:: EXERCISE GOAL ::
Go through the data from its first line and retype each line, stopping once the line containing "Sample: [(991, 850)]" has been retyped.

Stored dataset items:

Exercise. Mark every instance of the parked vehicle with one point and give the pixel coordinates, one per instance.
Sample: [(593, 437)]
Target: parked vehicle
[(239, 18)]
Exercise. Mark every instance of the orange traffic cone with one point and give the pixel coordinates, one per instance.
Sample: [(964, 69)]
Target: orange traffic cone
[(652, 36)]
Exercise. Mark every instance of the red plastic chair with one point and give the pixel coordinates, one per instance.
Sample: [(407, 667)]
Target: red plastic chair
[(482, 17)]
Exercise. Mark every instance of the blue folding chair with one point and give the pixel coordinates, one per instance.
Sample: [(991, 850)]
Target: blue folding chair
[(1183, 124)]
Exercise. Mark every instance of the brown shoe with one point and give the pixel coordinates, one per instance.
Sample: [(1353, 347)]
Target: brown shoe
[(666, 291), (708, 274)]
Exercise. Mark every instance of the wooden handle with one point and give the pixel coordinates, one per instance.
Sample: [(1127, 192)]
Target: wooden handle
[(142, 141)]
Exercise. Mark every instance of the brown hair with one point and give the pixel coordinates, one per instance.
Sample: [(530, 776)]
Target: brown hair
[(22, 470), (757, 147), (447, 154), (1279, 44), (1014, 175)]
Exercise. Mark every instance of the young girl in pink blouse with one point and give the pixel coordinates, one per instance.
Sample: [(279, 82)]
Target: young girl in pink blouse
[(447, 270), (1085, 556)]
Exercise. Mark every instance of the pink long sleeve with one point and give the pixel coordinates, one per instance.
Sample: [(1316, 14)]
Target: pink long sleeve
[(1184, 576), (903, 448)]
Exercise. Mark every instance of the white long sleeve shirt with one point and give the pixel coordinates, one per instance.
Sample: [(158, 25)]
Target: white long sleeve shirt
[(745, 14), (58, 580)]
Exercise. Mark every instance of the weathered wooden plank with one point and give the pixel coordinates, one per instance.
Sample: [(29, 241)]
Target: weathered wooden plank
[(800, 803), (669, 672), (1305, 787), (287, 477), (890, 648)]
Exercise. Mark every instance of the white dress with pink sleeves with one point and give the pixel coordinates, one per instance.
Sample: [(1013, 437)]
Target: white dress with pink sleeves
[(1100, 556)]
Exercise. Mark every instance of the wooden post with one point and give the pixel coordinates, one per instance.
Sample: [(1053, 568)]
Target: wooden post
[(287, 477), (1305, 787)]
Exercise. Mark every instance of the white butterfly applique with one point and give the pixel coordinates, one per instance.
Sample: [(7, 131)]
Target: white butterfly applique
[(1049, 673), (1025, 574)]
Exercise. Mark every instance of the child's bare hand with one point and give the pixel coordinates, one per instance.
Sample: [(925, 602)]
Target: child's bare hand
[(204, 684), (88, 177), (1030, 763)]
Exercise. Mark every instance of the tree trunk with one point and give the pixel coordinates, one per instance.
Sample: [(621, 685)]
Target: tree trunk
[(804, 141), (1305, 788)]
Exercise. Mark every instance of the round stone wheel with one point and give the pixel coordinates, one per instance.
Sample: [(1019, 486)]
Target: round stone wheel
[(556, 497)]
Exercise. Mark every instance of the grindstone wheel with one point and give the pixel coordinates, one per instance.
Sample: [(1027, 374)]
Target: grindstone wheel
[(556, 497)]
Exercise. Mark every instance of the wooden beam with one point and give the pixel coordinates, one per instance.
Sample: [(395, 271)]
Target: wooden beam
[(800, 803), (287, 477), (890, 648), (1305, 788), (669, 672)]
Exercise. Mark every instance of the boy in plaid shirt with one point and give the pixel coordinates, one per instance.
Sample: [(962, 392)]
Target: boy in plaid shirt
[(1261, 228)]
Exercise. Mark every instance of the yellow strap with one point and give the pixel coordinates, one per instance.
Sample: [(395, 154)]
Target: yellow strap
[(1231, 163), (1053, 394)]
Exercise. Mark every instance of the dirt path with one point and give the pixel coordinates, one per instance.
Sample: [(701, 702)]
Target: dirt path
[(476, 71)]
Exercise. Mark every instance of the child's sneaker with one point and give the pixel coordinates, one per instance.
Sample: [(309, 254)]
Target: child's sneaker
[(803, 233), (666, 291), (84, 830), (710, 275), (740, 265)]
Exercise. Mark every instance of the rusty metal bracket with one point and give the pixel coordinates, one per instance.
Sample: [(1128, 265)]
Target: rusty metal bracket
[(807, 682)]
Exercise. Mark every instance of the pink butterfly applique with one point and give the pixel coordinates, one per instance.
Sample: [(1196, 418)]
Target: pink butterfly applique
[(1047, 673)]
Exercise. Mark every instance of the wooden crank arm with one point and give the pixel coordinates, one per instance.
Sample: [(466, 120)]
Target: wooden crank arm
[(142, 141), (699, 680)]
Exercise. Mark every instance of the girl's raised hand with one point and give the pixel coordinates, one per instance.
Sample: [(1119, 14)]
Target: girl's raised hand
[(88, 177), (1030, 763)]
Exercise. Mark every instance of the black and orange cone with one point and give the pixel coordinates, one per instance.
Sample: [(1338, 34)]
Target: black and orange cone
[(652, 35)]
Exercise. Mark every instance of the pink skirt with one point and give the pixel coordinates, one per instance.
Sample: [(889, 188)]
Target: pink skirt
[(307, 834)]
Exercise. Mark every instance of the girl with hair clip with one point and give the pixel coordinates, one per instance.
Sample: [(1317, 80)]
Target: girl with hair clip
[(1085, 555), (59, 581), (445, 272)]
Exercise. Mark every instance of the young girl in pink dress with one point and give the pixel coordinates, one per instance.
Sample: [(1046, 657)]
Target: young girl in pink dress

:: COMPLETED EXERCISE ::
Exercise. Mark every instance of the parked vehicle with one point and give the pixel coordinates, one per instance.
Sample: [(593, 437)]
Target: parked vehicle
[(239, 18)]
Exercise. Mark every instance of the orange traffic cone with one point and give the pixel coordinates, one per instance.
Sample: [(964, 69)]
Target: orange traffic cone
[(652, 36)]
Exercise. Mark every instance of the red plastic chair with one point and give the pixel coordinates, one per instance.
Sample: [(407, 667)]
Target: red plastic chair
[(482, 17)]
Exercise. Mark every instance of the blue folding chair with one point and give the pixel coordinates, one per instance.
Sample: [(991, 850)]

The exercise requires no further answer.